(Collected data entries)
⁂

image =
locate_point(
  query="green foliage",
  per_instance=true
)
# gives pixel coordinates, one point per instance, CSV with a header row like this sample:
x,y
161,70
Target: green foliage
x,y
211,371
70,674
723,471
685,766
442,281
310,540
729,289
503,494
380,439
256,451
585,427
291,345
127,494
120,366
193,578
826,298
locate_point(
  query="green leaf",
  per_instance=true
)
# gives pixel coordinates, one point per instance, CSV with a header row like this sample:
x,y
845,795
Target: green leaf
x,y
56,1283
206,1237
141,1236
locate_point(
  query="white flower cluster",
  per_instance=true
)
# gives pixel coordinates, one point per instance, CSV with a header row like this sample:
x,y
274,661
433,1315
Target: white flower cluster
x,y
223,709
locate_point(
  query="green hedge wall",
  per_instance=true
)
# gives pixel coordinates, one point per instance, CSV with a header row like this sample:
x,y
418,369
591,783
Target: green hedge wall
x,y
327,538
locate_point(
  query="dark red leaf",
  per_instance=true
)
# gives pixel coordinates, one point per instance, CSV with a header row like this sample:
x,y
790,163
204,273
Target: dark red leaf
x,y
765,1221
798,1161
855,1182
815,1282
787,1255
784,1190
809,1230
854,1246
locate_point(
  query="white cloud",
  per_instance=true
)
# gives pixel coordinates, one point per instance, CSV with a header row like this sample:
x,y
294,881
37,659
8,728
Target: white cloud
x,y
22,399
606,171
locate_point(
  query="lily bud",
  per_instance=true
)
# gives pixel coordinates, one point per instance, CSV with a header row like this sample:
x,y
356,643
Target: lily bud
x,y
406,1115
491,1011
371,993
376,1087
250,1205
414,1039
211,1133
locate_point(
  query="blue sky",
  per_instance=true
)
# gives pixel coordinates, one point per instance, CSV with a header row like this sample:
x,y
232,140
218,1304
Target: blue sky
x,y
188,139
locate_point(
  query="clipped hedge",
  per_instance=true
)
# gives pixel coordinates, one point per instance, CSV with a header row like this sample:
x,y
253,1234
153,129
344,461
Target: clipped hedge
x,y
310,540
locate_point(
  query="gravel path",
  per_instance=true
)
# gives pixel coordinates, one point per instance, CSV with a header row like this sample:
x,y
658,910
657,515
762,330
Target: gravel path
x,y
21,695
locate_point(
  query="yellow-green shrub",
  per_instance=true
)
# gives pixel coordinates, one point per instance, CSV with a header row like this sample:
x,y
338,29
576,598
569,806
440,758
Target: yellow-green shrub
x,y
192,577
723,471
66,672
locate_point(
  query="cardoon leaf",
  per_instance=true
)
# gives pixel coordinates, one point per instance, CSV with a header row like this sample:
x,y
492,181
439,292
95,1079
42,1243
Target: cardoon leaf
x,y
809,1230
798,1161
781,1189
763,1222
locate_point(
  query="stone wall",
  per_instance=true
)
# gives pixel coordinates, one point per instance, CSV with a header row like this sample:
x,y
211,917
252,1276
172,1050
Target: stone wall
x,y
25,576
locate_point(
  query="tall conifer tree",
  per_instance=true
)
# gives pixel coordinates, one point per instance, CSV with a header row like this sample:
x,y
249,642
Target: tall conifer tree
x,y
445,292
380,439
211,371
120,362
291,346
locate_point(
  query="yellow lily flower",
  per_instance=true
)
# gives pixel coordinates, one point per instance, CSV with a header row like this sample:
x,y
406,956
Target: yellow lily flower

⁂

Each line in the material above must be retyped without alteration.

**FINISHED TASK**
image =
locate_point(
  query="green foliage",
  per_instance=true
)
# gives pixel coordinates, one point per instance, CSV with a header row like this sample:
x,y
161,70
Target: green foliage
x,y
211,371
70,674
723,471
685,766
442,281
310,540
729,289
503,494
380,439
256,451
585,427
291,345
127,494
120,366
193,578
826,298
locate_point(
  query="green leaf",
  per_instance=true
)
# gives pixel coordinates, one point per instance, CSV with a header row like this sample:
x,y
845,795
Target: green leaf
x,y
56,1283
206,1237
141,1236
locate_point(
  query="white flower cluster",
  per_instance=true
)
# gives pixel coordinates, one point per instance, CSV with a header row like this sample:
x,y
274,661
433,1315
Target: white flower cluster
x,y
223,709
locate_point(
  query="green hedge wall",
  per_instance=true
)
# gives pixel coordinates, one point per instance, CSV with a header row like this sample:
x,y
418,369
591,783
Target: green hedge wall
x,y
327,538
locate_point(
  query="dark red leaf",
  per_instance=true
)
# gives pixel coordinates, one point per instance, CSV with a header row like this sample:
x,y
790,163
204,273
Target: dark red leaf
x,y
765,1221
798,1161
855,1182
815,1282
787,1255
784,1190
809,1230
854,1246
locate_point(
  query="white cloud",
  per_instance=true
)
# gives pixel coordinates, one point per instance, CSV with a header row like this sample:
x,y
294,881
37,659
8,728
Target: white cloud
x,y
22,399
606,171
locate_point(
  query="lily bud",
  per_instance=true
)
# gives pixel coordinates, one point per instance, CSV with a header row like this sample:
x,y
356,643
Target: lily bud
x,y
406,1115
491,1011
371,993
376,1087
250,1205
414,1039
211,1133
locate_point(
  query="blue sky",
  per_instance=true
)
# gives pixel coordinates, one point per instance, CSV with a header row like this sample:
x,y
232,140
218,1304
Target: blue sky
x,y
188,139
locate_point(
  query="clipped hedge",
  per_instance=true
)
# gives pixel coordinates, one point per instance, CSV with a header row like this sample:
x,y
253,1234
153,129
344,461
Target: clipped hedge
x,y
310,540
locate_point(
  query="gravel path",
  per_instance=true
)
# gives pixel coordinates, one point per instance, CSV with a header row like this sample:
x,y
658,910
657,515
762,330
Target: gravel path
x,y
21,695
locate_point(
  query="yellow-green shrub",
  per_instance=true
)
# gives pixel coordinates, one point per instance, CSV with a header row like this sample:
x,y
338,29
576,598
569,806
440,758
Target: yellow-green shrub
x,y
192,577
723,471
66,672
locate_point(
  query="cardoon leaf",
  per_instance=true
)
# gives pixel coordinates, one point per instance, CSV with a header row like this sample:
x,y
492,181
439,292
95,1079
42,1243
Target: cardoon leaf
x,y
809,1230
798,1161
781,1189
763,1222
locate_point(
  query="stone wall",
  per_instance=true
)
# gives pixel coordinates, one point per instance, CSV with a header row like this sample:
x,y
211,917
252,1276
172,1050
Target: stone wall
x,y
25,576
locate_point(
  query="tall conifer tree",
  per_instance=true
)
# gives pixel coordinates, one point per instance, CSV with a header row like this sample:
x,y
249,642
Target: tall conifer tree
x,y
445,292
380,439
211,371
120,362
291,346
locate_point(
  query="yellow lily flower",
  per_instance=true
)
# gives pixel coordinates, one point per instance, CSV with a header row like this sample:
x,y
406,956
Target: yellow lily flower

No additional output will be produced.